Excerpts of pointing data:
□ □ □ □ □

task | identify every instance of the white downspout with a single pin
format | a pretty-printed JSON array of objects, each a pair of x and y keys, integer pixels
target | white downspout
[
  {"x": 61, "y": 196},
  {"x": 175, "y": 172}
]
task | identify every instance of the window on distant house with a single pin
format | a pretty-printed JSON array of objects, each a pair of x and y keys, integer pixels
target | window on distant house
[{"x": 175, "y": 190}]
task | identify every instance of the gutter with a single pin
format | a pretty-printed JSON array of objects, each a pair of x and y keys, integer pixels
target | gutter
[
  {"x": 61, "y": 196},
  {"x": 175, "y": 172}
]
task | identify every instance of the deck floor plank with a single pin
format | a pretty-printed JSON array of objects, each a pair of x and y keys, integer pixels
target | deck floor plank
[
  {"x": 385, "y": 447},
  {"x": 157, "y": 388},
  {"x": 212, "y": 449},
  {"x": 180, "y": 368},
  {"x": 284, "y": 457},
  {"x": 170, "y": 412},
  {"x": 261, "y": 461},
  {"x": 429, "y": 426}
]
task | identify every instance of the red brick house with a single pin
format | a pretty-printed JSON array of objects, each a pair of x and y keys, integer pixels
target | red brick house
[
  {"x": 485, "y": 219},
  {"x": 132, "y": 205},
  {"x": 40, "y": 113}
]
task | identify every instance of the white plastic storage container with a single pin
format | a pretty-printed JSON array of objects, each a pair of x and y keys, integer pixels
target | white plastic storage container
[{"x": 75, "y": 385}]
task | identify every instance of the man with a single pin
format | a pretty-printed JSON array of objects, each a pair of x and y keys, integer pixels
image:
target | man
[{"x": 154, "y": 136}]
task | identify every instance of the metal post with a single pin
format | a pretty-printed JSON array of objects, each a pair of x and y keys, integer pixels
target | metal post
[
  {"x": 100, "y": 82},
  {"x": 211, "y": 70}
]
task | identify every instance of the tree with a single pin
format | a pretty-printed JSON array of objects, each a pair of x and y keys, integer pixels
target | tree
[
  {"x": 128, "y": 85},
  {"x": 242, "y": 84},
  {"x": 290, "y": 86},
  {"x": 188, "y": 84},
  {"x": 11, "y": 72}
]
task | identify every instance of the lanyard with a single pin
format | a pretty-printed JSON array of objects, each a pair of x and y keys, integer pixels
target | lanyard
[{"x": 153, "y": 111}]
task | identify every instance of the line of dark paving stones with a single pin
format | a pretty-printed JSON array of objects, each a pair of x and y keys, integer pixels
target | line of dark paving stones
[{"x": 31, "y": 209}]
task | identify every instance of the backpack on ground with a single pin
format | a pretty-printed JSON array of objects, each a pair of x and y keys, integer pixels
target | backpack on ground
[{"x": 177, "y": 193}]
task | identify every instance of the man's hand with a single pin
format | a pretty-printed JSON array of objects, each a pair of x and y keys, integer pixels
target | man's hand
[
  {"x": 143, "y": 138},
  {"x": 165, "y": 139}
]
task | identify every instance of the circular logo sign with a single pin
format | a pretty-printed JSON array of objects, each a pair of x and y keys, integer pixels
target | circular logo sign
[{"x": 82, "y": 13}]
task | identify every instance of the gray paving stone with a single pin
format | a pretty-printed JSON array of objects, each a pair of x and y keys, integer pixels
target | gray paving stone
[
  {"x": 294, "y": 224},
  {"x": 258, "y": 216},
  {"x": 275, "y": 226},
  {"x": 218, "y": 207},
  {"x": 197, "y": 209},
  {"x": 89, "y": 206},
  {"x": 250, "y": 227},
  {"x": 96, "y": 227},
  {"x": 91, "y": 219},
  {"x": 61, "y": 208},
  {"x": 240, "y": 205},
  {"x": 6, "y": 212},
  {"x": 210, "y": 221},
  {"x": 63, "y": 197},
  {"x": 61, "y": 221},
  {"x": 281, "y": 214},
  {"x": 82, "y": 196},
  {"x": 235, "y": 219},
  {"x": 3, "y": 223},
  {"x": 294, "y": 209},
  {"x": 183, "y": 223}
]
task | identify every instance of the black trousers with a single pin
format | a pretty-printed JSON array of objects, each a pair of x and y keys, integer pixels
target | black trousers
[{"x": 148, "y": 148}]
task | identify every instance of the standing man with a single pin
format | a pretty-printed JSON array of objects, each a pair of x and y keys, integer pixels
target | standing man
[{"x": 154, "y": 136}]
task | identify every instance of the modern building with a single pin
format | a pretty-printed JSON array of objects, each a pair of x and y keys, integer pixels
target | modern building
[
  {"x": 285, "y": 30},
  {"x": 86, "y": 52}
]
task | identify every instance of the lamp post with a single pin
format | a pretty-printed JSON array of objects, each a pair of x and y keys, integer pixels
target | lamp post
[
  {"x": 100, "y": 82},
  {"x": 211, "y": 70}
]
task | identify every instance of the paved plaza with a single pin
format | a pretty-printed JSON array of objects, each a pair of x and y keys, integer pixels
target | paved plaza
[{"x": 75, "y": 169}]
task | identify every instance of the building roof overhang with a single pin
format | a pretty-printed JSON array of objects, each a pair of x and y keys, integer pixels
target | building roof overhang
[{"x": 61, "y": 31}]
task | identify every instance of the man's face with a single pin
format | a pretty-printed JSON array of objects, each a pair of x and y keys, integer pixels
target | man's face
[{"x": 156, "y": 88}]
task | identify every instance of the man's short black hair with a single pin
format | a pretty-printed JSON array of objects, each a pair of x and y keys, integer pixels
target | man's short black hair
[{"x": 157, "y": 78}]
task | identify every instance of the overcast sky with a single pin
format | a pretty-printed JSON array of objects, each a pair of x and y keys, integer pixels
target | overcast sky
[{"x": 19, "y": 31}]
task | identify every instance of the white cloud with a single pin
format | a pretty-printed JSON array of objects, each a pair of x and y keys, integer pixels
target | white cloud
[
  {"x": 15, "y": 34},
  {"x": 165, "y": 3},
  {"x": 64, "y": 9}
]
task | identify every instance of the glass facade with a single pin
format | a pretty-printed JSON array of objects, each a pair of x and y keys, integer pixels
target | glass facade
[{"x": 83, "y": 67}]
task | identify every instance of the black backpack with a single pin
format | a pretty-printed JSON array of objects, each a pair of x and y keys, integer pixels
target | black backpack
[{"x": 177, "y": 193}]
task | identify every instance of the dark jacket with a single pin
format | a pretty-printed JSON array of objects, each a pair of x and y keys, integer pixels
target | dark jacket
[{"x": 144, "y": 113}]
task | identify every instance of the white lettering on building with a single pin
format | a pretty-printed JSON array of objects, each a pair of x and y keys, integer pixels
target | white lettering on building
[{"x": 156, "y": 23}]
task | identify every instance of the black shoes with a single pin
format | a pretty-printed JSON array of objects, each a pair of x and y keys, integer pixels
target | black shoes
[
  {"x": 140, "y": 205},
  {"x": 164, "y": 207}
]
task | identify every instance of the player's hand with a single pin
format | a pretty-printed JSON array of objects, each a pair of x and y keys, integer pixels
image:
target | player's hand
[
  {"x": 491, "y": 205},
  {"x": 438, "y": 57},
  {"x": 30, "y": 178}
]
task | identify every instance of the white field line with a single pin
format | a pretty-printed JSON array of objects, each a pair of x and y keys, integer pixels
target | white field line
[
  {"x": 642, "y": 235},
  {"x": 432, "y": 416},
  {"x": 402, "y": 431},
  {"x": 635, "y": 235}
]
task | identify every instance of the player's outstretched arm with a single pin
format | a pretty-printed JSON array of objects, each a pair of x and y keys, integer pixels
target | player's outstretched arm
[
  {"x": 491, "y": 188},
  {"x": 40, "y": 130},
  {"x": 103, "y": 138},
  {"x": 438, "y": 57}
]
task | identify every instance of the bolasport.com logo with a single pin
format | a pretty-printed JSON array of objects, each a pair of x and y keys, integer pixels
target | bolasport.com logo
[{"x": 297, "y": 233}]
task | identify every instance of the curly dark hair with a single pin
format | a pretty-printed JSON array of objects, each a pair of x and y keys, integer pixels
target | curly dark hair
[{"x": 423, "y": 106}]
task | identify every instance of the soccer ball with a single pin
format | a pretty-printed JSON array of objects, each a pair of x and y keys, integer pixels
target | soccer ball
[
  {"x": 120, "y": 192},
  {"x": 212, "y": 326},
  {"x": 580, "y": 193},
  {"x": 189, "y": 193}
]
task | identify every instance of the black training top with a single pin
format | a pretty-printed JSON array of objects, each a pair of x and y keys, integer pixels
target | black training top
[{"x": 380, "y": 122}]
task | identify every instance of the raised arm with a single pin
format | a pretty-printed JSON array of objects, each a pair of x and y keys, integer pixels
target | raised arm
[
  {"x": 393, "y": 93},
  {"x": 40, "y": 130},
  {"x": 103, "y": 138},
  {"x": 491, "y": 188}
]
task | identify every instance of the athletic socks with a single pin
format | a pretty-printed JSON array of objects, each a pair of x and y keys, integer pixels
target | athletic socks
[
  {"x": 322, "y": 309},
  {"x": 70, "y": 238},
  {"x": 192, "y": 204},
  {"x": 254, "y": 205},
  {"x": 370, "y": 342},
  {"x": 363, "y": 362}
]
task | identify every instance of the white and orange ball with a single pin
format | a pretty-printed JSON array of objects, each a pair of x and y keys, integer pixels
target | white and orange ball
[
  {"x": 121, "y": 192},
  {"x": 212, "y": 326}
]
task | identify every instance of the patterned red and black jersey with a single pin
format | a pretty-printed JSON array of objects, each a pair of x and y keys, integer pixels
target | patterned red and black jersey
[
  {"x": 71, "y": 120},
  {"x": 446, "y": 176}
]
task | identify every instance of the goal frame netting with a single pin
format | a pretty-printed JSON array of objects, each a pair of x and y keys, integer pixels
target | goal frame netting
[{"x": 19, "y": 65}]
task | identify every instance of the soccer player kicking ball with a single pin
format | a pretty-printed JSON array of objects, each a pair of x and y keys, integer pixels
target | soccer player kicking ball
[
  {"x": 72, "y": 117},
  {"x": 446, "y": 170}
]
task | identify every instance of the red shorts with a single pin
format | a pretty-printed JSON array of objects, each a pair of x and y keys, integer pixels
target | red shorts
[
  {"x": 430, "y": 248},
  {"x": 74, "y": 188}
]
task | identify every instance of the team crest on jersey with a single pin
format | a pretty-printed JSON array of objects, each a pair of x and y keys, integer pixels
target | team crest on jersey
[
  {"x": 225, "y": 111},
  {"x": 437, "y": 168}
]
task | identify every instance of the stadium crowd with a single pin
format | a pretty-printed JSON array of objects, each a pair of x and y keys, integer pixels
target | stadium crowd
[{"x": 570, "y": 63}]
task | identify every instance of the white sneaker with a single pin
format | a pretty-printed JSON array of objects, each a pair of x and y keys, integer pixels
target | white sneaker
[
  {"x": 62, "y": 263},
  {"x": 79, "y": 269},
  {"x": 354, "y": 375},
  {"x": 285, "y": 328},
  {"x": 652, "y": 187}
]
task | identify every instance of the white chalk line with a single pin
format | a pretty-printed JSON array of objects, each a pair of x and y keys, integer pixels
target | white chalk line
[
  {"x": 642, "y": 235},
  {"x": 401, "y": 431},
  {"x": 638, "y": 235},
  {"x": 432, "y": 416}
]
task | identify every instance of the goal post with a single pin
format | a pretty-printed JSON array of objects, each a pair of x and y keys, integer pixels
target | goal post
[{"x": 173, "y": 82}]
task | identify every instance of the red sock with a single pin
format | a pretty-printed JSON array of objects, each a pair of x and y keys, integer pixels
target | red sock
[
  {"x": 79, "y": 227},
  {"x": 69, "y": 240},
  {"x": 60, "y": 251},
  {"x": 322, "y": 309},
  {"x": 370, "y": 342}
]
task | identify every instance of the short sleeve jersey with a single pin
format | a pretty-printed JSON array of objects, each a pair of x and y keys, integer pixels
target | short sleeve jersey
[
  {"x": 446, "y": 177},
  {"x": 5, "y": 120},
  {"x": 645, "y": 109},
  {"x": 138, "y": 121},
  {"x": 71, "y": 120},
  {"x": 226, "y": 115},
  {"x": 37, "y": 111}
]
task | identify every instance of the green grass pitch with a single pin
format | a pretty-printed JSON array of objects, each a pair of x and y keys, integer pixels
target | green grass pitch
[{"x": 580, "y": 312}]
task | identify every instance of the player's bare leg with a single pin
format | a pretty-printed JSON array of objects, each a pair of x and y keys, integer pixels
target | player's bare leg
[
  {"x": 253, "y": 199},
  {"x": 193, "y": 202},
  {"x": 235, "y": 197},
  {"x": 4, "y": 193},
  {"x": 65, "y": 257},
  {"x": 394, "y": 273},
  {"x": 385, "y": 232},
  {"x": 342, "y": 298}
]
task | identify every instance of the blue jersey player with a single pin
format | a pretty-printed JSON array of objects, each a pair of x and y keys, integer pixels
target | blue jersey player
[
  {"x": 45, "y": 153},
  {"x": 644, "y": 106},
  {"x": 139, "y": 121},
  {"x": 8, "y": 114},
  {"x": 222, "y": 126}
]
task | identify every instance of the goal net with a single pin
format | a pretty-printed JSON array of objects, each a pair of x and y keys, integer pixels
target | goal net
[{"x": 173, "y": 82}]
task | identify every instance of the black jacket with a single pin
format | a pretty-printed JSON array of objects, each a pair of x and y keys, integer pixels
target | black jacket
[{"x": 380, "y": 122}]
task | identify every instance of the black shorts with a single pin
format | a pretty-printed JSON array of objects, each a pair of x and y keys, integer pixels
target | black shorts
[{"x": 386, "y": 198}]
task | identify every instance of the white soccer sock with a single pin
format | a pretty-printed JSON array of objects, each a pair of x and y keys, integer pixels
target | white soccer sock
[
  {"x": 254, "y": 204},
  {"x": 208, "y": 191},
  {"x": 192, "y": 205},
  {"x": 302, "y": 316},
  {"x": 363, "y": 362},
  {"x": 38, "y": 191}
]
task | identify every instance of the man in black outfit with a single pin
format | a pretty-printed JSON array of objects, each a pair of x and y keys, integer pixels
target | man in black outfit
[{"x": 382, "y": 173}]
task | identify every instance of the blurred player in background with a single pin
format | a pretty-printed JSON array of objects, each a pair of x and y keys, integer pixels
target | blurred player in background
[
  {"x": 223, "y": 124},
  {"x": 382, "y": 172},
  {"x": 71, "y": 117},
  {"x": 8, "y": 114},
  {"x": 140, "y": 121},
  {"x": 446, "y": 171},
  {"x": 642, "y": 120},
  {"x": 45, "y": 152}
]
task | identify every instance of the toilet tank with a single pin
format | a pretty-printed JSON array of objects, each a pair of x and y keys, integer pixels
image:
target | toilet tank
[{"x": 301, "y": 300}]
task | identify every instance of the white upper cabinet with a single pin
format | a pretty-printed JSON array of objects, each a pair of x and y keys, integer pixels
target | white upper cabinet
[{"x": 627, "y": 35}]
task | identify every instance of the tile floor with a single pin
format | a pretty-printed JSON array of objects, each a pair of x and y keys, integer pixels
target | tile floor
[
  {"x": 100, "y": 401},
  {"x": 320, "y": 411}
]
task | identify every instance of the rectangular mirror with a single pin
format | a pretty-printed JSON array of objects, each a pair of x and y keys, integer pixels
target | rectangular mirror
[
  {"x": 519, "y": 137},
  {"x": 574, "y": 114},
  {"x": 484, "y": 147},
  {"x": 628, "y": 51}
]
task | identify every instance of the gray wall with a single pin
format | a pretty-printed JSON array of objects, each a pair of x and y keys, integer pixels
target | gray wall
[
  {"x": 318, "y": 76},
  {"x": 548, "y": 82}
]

□ □ □ □ □

What is needed =
Repeat only the stretch of lines that begins at the line containing "task | identify every instance of the blurred" and ends at the last line above, both included.

Worked answer =
task | identify every instance of the blurred player in background with a single pin
format | a pretty-printed JSON array of objects, each a pair of x and y keys, integer pixels
target | blurred player in background
[
  {"x": 223, "y": 124},
  {"x": 382, "y": 172},
  {"x": 71, "y": 117},
  {"x": 8, "y": 114},
  {"x": 140, "y": 121},
  {"x": 446, "y": 171},
  {"x": 642, "y": 120},
  {"x": 45, "y": 152}
]
task | identify every instance of the toilet tank with a single pin
format | a pretty-printed JSON array of objects, each a pair of x and y keys, integer pixels
image:
target | toilet tank
[{"x": 301, "y": 300}]
task | identify every instance of the white upper cabinet with a single pin
format | a pretty-printed JSON array of objects, each a pair of x and y keys, integer pixels
target | white upper cabinet
[{"x": 627, "y": 35}]
task | identify every instance of the tile floor with a single pin
format | a pretty-printed JSON array of objects, each a pair of x and y keys, integer pixels
target | tile floor
[
  {"x": 100, "y": 401},
  {"x": 320, "y": 411}
]
task | identify every instance of the rectangular mirror with a single pin
format | a pretty-printed JSON array of objects, each a pair of x and y keys, integer pixels
target | rectangular mirror
[
  {"x": 519, "y": 137},
  {"x": 574, "y": 114},
  {"x": 484, "y": 147},
  {"x": 628, "y": 51}
]
task | identify every instance of the gray wall with a single pin
format | a pretty-printed JSON array of objects, each a pair of x and y keys, integer pixels
target | gray wall
[
  {"x": 318, "y": 76},
  {"x": 548, "y": 82}
]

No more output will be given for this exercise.